[BEGIN SELECTED EXCERPT]
Do both the Natty Dread and Live! versions of the line represent some sort of compromise between JC and "Standard" English (a mesolectal form)? Or is nuh also a possible negation in JC negative imperative, with the Live! version "no cry" representing a decreolised/hypercorrected negation? Or are both no and nuh possible JC negative imperative forms?

Another possibility: is "no woman, nuh cry" really an imperative? Could the "nuh" actually be naa?
Naa is a form Patrick[2] explains as a coalescence of no with the progressive particle a, adding that the latter occurs both "for [present] progressive and for periphrastic future". Representative examples:
(9) Nabadii na a kom ina mai aus. (Roberts[4]:36)
"Nobody is going to come into my house."

(10) Don’t me done tell yuh seh me na go do nutten again. (Sistren[5]:70)
"Haven’t I told you already that I’m not going to do anything further?"
Thus could "no woman, naa cry" then mean "no woman is going to cry"? [Note that JC has negative spread, as can be seen in examples like (9) and (10).] In which case, the Live! version "no cry" would again represent a decreolised/hypercorrect form.

My suspicion is that both no and nuh will turn out to be possible mesolectal negative imperative negators (this is suggested also by the sporadic occurrence of "no cry" in the Natty Dread version). Still, whatever the case, it is interesting that Marley's live London performance of "No Woman, No Cry" seems to suppress JC shibboleths found in the Natty Dread version.

Perhaps native JC speakers and creolists could weigh in here?

References:
[1]Dawes, Kwame. 2002. Bob Marley: Lyrical genius. London: Sanctuary.
[2]Patrick, Peter L. 2004. “Jamaican Creole: Morphology and syntax.” In A Handbook of Varieties of English. Vol 2: Morphology and Syntax, ed. Bernd Kortmann, Edgar W Schneider, Clive Upton, Rajend Mesthrie & Kate Burridge. Berlin: Mouton de Gruyter, 407-438. [online prepublication draft]
[3]Adams, L. Emile. 1991. Understanding Jamaican Patois: An introduction to Afro-Jamaican grammar. Kingston (Jamaica): Kingston Publishers.
[4]Roberts, Peter. 1973. "Speech of 6-year-old Jamaican children". Society for Caribbean Linguistics Occasional Paper No. 1. Mona (Jamaica): University of the West Indies (Caribbean Language Research Programme).
[5]Sistren, with Honor Ford-Smith. 1987. Lionheart Gal: Life-stories of Jamaican Women. Toronto: Sister Vision.
[END SELECTED EXCERPT]
**SHORT EXERCISE 1**
In the passage on Jamaican Creole negation, what does Patrick say naa is a coalescence of?
**SHORT EXERCISE 2**
Retype the part of the Jamaican Creole passage that begins at the words "My suspicion is" and stops after "Natty Dread version.".
[BEGIN GIVEN MATERIAL]
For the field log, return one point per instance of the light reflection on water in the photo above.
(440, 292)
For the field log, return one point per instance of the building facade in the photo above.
[END GIVEN MATERIAL]
**EXERCISE RESULT 1**
Naa is a coalescence of no with the progressive particle a.

**EXERCISE RESULT 2**
My suspicion is that both no and nuh will turn out to be possible mesolectal negative imperative negators (this is suggested also by the sporadic occurrence of "no cry" in the Natty Dread version). Still, whatever the case, it is interesting that Marley's live London performance of "No Woman, No Cry" seems to suppress JC shibboleths found in the Natty Dread version.